**Verilen görev A**: Kayıtlardan "tree" kelimesinin geçtiği bütün satırları çıkar.

*** Kaynaktan alıntı

Attila: Büyük Hun İmparatoru

Editör:
Ayşe Olgun, Irmak Çelik
spot_img

“Bir Hun’un büyüklüğü ulusunun yararına özveride bulunmak isteyip istemediğiyle ölçülür.” (“Büyük Attila ve Kardeşi Bleda”)

Tanrının Kırbacı AttilaWikipedia

M.S 395 yıllarında Muncuk Han’ın oğlu olarak Tuna Nehri kıyısında dünyaya gelen Attila, babasının ölümünden kısa bir süre sonra abisi Bledayla amcası Rua’nın himayesi altına girmiştir. Attila, savaşçı ve pes etmeyen bir kişiliğe sahipti, amcasından asker komuta etmeye kadar çoğu şeyi öğrenmişti. Fakat 434 yılında Avrupa Hun Devleti’nin başında olan amcaları Rua’nın ölümü üzerine yönetime Attila ve abisi Bleda geçmiştir. Tahta zevk ve sefa düşkünü olan abisi Bleda geçmiş ama zekâsı ve yeteneğiyle öne çıkan Attila devletin bütün işlerini yürütmüştür.

Rua’nın yönetimi boyunca Hunlar, Bizans ile barış yanlısı bir politika sürdürülmek istenmiştir. Barış teklifiyle gelen Bizansla görüşme yapamadan ölen Rua’nın yerine Attila ilk görev olarak Margus şehrinde Bizans elçileriyle görüşme yapmıştır. Elçi heyeti isteklerin ağır olduğunu dile getirsede “Ya kabul edersiniz ya da harp” (Yılmaz 146) diyerek bütün isteklerini barış koşulu olarak kabul ettirmeyi başarmıştır.

******
*** Sağlanan kayıtlar

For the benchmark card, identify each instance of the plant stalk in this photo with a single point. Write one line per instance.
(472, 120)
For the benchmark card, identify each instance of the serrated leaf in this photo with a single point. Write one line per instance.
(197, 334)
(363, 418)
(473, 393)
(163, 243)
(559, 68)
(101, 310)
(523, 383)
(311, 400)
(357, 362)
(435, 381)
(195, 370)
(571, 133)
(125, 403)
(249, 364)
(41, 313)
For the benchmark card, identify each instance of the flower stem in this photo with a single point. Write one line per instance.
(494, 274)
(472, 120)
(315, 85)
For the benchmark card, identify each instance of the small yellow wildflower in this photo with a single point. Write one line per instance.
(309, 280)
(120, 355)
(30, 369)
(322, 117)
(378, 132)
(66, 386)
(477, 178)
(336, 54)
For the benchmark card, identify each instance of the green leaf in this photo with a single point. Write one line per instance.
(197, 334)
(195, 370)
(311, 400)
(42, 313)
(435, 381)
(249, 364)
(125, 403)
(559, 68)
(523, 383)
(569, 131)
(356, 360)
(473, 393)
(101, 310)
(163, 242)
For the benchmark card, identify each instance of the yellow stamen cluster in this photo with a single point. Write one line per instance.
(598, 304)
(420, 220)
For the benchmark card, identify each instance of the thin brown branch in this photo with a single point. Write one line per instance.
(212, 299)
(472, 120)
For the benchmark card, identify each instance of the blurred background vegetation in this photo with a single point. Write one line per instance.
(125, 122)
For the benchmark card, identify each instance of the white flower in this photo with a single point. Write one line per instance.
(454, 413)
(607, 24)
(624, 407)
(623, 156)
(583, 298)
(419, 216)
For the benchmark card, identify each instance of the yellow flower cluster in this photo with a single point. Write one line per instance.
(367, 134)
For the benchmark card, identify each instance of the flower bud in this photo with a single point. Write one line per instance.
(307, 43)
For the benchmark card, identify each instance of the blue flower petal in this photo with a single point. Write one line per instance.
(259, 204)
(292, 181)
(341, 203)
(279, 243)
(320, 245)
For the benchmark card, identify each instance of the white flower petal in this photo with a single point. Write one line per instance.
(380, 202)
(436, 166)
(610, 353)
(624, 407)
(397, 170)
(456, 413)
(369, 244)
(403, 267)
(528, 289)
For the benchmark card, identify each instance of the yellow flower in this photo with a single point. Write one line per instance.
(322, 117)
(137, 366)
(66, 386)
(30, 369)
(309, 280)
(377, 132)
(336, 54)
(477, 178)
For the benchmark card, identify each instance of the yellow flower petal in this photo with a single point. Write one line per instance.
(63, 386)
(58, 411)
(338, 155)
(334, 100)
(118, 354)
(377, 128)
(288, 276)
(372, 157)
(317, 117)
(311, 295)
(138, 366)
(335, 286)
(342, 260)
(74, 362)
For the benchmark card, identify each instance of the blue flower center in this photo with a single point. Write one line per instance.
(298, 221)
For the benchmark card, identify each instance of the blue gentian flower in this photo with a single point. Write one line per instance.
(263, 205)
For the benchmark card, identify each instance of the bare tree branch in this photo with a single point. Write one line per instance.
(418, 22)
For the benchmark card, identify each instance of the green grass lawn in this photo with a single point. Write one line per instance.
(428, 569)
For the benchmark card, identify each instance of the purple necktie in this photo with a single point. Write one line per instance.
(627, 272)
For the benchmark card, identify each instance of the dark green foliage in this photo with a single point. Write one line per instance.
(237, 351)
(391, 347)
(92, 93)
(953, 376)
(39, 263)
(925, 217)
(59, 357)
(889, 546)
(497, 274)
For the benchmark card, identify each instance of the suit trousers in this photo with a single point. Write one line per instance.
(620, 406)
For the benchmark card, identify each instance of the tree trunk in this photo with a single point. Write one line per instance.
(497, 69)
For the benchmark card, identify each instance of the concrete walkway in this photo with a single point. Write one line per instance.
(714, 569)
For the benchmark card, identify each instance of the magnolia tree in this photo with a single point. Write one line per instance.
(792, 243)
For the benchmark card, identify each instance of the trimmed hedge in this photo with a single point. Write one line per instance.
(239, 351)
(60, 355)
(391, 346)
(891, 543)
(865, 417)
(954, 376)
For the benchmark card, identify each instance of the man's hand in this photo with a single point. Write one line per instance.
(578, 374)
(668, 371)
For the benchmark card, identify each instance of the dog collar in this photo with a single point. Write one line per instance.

******

**Verilen görev B**: Attila metnine göre şu ifadeler doğru mu: (i) Attila, Tuna Nehri kıyısında doğmuştur; (ii) Attila, Rua'nın oğludur; (iii) Attila ilk görev olarak Margus şehrinde Bizans elçileriyle görüşmüştür? Her biri için evet ya da hayır yaz ve metinden belirleyici sözleri tırnak içinde ver.

**Doğru çıktı A**:
For the benchmark card, identify each instance of the bare tree branch in this photo with a single point. Write one line per instance.
For the benchmark card, identify each instance of the tree trunk in this photo with a single point. Write one line per instance.
For the benchmark card, identify each instance of the magnolia tree in this photo with a single point. Write one line per instance.

**Doğru çıktı B**:
(i) Evet: "Tuna Nehri kıyısında dünyaya gelen Attila"
(ii) Hayır: "Muncuk Han’ın oğlu olarak"
(iii) Evet: "Attila ilk görev olarak Margus şehrinde Bizans elçileriyle görüşme yapmıştır"